-------- Extrait présenté --------
Attention : malgré le titre complet à rallonge, on fait ici dans le court, et même le très très court : trois pages de Lovecraft, trois pages de Joshi, et hop ! emballé, c’est pesé.

 

Le Necronomicon est le plus célèbre des « grimoires maudits » de Lovecraft, et, au-delà, sa plus fameuse création avec Cthulhu (mais il apparaît bien plus souvent…). Et, dès le vivant de l’auteur, il s’en est trouvé plus d’un pour croire à son existence réelle… La naïveté des uns, les blagues des autres (Derleth rapportait l’existence de fausses petites annonces et de fiches de bibliothèque tout aussi fantaisistes), ont contribué dans une égale mesure à la perpétuation de ce mythe. On avait même suggéré à Lovecraft d’écrire lui-même le Necronomicon… mais il s’y est bien entendu refusé : le livre n’aurait pu être que décevant par rapport à son aura, outre le fait qu’il était censé compter plus de 700 pages, d’après une remarque de « L’Abomination de Dunwich ». D’autres, depuis, ne se sont cependant pas privés de livrer leurs versions du Necronomicon (et je vous en parlerai probablement un de ces jours, à mes risques et périls).

 

Lovecraft a toutefois écrit ce tout petit texte, qui participait sans doute plus des notes de travail que de la perpétuation du canular.  Mais, dans une lettre à Clark Ashton Smith datée du 17 octobre 1930 (soit trois ans environ après la rédaction de cette « histoire »), il écrivait ceci : « No weird story can truly produce terror unless it is devised with all the care & verisimilitude of an actual hoax. » Dont acte.
-------- Données fournies --------
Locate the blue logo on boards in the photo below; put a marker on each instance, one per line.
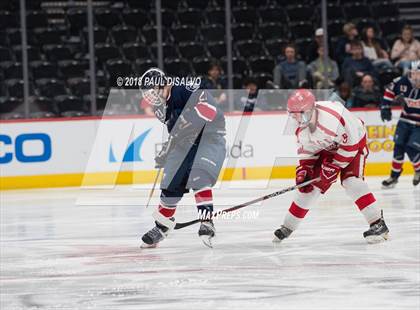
--------
# Objectif
Poursuivez, s'il vous plaît, l'extrait consacré au Necronomicon à partir de sa dernière phrase.

# Réponse
Nous avons donc ici quelques indications, assez limitées, sur la vie de l’Arabe fou Abdul Alhazred, auteur de Al Azif, et sa disparition dans de mystérieuses circonstances. Sont ensuite évoquées les différentes traductions sous le titre dès lors canonique de Necronomicon (à l’étymologie un peu farfelue, Lovecraft n’était pas vraiment un helléniste…), en grec par Theodorus Philetas, en latin par Olaus Wormius, puis en anglais, dans une version largement incomplète, par le docteur Dee. Sont également mentionnées, outre les censures ecclésiastiques, les différentes éditions du grimoire, et la localisation des rares exemplaires existant encore du vivant de Lovecraft.

 

Tout cela nous donne un court texte amusant, quand bien même un peu frustrant de par sa brièveté. On notera que cette « memorial edition » de 1938 constitue aussi une sorte d’encart publicitaire pour « La Cité sans nom », première nouvelle à citer, non pas le Necronomicon, qui apparaissait déjà au moins dans « Le Molosse », mais ses célèbres vers : « N’est pas mort ce qui à jamais dort, et au long des siècles, peut mourir même la mort. » Ftaghn !

 

Et on laissera comme de juste le mot de la fin à H.P. Lovecraft, cité une nouvelle fois par S.T. Joshi : « The world is indeed comic, but the joke is on mankind. »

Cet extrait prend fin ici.